[Work required]:
Transcribe the whole listing exactly.

[Dataset content]:

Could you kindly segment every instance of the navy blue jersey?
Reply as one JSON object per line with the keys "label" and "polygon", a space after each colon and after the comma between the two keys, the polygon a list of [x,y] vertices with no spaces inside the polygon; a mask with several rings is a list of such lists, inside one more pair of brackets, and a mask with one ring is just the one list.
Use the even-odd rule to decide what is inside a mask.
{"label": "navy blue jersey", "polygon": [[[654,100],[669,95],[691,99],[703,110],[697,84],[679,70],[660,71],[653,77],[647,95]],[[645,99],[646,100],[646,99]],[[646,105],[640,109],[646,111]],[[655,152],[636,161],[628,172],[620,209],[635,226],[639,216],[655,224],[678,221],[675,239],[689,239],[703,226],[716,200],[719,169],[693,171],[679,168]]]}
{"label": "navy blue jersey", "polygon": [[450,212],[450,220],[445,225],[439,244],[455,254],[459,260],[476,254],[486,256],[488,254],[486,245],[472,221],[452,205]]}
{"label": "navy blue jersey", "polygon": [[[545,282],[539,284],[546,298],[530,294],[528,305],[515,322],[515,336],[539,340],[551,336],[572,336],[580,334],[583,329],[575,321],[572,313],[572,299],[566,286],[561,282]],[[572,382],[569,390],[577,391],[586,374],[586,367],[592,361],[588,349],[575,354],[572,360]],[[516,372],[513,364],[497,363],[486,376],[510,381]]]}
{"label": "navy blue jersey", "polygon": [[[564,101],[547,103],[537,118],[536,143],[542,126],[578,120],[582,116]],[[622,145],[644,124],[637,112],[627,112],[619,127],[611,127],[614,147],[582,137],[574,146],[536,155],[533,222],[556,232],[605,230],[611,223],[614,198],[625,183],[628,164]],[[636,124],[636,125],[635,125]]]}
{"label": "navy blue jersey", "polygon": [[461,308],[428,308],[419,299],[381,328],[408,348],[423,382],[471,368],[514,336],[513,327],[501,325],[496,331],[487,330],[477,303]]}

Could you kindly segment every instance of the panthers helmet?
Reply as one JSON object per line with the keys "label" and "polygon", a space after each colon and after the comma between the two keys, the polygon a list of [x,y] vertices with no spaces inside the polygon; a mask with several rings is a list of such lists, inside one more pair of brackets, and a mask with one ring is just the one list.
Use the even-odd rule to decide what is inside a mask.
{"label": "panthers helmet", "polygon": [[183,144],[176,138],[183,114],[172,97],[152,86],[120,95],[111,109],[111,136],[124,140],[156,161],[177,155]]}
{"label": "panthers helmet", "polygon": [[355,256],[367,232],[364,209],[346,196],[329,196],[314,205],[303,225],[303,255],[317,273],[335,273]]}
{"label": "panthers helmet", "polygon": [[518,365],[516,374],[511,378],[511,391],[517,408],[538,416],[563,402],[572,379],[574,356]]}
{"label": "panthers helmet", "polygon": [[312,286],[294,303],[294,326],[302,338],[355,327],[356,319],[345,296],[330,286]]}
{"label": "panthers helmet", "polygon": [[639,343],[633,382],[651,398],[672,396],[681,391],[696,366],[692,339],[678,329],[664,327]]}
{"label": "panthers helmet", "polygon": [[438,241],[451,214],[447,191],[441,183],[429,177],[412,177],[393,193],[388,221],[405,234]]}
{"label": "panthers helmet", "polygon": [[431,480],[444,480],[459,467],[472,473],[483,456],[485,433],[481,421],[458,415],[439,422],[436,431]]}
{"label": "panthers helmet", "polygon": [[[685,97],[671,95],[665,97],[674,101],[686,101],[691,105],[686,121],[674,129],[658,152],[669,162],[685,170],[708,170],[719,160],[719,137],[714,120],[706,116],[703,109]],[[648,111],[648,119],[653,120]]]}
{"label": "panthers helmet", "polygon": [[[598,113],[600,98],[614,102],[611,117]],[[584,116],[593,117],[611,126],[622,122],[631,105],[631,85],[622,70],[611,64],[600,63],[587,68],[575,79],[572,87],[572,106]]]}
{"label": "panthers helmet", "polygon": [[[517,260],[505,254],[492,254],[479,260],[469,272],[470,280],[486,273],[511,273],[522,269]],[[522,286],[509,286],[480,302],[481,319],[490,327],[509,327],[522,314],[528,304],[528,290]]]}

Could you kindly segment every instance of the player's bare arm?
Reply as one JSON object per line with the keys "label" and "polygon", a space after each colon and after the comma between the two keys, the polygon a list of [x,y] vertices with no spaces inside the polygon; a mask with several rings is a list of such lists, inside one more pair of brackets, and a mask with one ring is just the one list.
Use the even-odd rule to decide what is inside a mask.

[Answer section]:
Could you kindly segment every instance of the navy blue jersey?
Reply as one JSON object per line with the keys "label" and "polygon", a space after each colon and after the comma between the two keys, the polygon a list of [x,y] vertices with no spaces inside the polygon; a mask with several rings is a list of such lists, inside one more pair of brackets, and a mask with one ring is just the one list.
Use the even-odd rule to decide what is inside a mask.
{"label": "navy blue jersey", "polygon": [[[654,100],[669,95],[691,99],[703,110],[697,84],[679,70],[660,71],[653,77],[647,95]],[[645,99],[646,100],[646,99]],[[646,105],[640,109],[646,111]],[[655,152],[636,161],[628,172],[620,209],[635,226],[639,216],[655,224],[678,221],[675,239],[689,239],[703,226],[716,200],[719,169],[693,171],[679,168]]]}
{"label": "navy blue jersey", "polygon": [[450,212],[450,220],[445,225],[439,244],[455,254],[459,260],[476,254],[486,256],[488,254],[486,245],[472,221],[452,205]]}
{"label": "navy blue jersey", "polygon": [[[545,282],[539,284],[546,298],[530,294],[528,305],[515,322],[515,336],[539,340],[551,336],[572,336],[580,334],[583,329],[575,321],[572,313],[572,299],[566,286],[561,282]],[[572,382],[569,390],[577,391],[586,374],[586,367],[592,361],[588,349],[575,354],[572,360]],[[516,372],[513,364],[497,363],[486,376],[510,381]]]}
{"label": "navy blue jersey", "polygon": [[[564,101],[547,103],[537,118],[536,143],[542,126],[578,120],[582,116]],[[622,145],[644,124],[637,112],[627,112],[619,127],[611,127],[614,147],[582,137],[574,146],[536,155],[533,222],[556,232],[605,230],[611,223],[614,198],[625,183],[628,164]],[[636,124],[636,125],[635,125]]]}
{"label": "navy blue jersey", "polygon": [[461,308],[428,308],[419,299],[381,328],[408,348],[423,382],[471,368],[514,336],[513,327],[501,325],[496,331],[487,330],[477,303]]}

Could you kindly segment every instance of the panthers helmet?
Reply as one JSON object per line with the keys "label" and "polygon", a space after each colon and after the comma between the two keys, the polygon a list of [x,y] vertices with no spaces inside the polygon; a mask with several rings is a list of such lists, inside one more pair of brackets, and a mask with one ring is just the one list.
Use the even-odd rule to decide what is inside a mask.
{"label": "panthers helmet", "polygon": [[183,144],[176,138],[183,114],[172,97],[152,86],[120,95],[111,109],[111,136],[124,140],[156,161],[177,155]]}
{"label": "panthers helmet", "polygon": [[355,256],[367,232],[364,209],[346,196],[329,196],[314,205],[303,225],[303,255],[317,273],[335,273]]}
{"label": "panthers helmet", "polygon": [[518,365],[516,374],[511,378],[511,391],[517,408],[538,416],[563,402],[572,379],[574,356]]}
{"label": "panthers helmet", "polygon": [[312,286],[294,303],[294,326],[302,338],[355,327],[356,319],[345,296],[330,286]]}
{"label": "panthers helmet", "polygon": [[639,343],[633,382],[651,398],[672,396],[681,391],[696,366],[692,339],[678,329],[664,327]]}
{"label": "panthers helmet", "polygon": [[438,241],[451,214],[447,191],[441,183],[429,177],[412,177],[393,193],[388,221],[405,234]]}
{"label": "panthers helmet", "polygon": [[431,480],[444,480],[459,467],[472,473],[483,456],[485,433],[481,421],[458,415],[439,422],[436,431]]}
{"label": "panthers helmet", "polygon": [[[685,97],[671,95],[665,97],[674,101],[686,101],[691,105],[686,121],[674,129],[658,152],[669,162],[685,170],[708,170],[719,160],[719,137],[714,120],[706,116],[703,109]],[[648,111],[648,119],[653,120]]]}
{"label": "panthers helmet", "polygon": [[[598,113],[600,98],[614,102],[611,117]],[[584,116],[593,117],[611,126],[622,122],[631,105],[631,85],[622,70],[611,64],[600,63],[587,68],[575,79],[572,87],[572,106]]]}
{"label": "panthers helmet", "polygon": [[[517,260],[505,254],[492,254],[479,260],[469,272],[470,280],[486,273],[511,273],[522,269]],[[522,286],[509,286],[480,302],[481,319],[490,327],[509,327],[522,314],[528,304],[528,290]]]}

Could you kindly segment every instance of the player's bare arm?
Reply as one JSON object per line with the keys "label" and "polygon", a space after each colon and after the comma between the two keys, the polygon a list of [x,y] vertices with no spaces inside the polygon; a mask with several rings is a list of such lists, inside one more pair of brackets, and a mask with one ring is just the one list.
Use the even-odd rule to decide what is inside a mask.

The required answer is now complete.